__TEXT PROVIDED__.
────────────────

FIG. 1 is a perspective view showing a secondary battery according to an embodiment of the present disclosure.

FIG. 2 is an exploded perspective view showing a partial configuration of the secondary battery of FIG. 1.

FIG. 3 is a cross-sectional view taken along line 3-3′ of the secondary battery of FIG. 1.

FIG. 4 is a cross-sectional view of a secondary battery including one electrode assembly, according to an embodiment.

FIG. 5 is a cross-sectional view of a secondary battery including a plurality of electrode assemblies, according to an embodiment.

FIG. 6 is a cross-sectional view of a secondary battery including an empty spacer, according to an embodiment.

FIG. 7 is a perspective view showing a state in which a spacer of a secondary battery is coupled to a case, according to one embodiment.

FIG. 8 is a perspective view showing a state in which a spacer is coupled by a fixing member of a secondary battery according to an embodiment.

DETAILED DESCRIPTION

Hereinafter, preferred embodiments of the present disclosure will be described in detail with reference to the accompanying drawings. Prior to describing the present disclosure, terms or words used in the present specification and claims are not to be limitedly interpreted as general or dictionary meanings and should be interpreted as meanings and concepts that are consistent with the technical idea of the present invention on the basis of the principle that an inventor may properly define concepts of terms to describe his or her invention in the best way. Therefore, the embodiments described in this specification and the configurations shown in the drawings are only some of the most preferred embodiments of the present disclosure and do not represent all of the technical spirit of the present disclosure, so it should be understood that there may be various equivalents and variations that can be substituted for these at the time of this application.

────────────────

__TASK DETAILS__. Please reproduce the secondary battery passage above word for word, from start to finish.

__DATA EXCERPT__.
────────────────

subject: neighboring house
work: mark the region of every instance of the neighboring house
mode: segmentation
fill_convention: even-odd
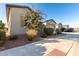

────────────────

__TASK RESPONSE__.
FIG. 1 is a perspective view showing a secondary battery according to an embodiment of the present disclosure.

FIG. 2 is an exploded perspective view showing a partial configuration of the secondary battery of FIG. 1.

FIG. 3 is a cross-sectional view taken along line 3-3′ of the secondary battery of FIG. 1.

FIG. 4 is a cross-sectional view of a secondary battery including one electrode assembly, according to an embodiment.

FIG. 5 is a cross-sectional view of a secondary battery including a plurality of electrode assemblies, according to an embodiment.

FIG. 6 is a cross-sectional view of a secondary battery including an empty spacer, according to an embodiment.

FIG. 7 is a perspective view showing a state in which a spacer of a secondary battery is coupled to a case, according to one embodiment.

FIG. 8 is a perspective view showing a state in which a spacer is coupled by a fixing member of a secondary battery according to an embodiment.

DETAILED DESCRIPTION

Hereinafter, preferred embodiments of the present disclosure will be described in detail with reference to the accompanying drawings. Prior to describing the present disclosure, terms or words used in the present specification and claims are not to be limitedly interpreted as general or dictionary meanings and should be interpreted as meanings and concepts that are consistent with the technical idea of the present invention on the basis of the principle that an inventor may properly define concepts of terms to describe his or her invention in the best way. Therefore, the embodiments described in this specification and the configurations shown in the drawings are only some of the most preferred embodiments of the present disclosure and do not represent all of the technical spirit of the present disclosure, so it should be understood that there may be various equivalents and variations that can be substituted for these at the time of this application.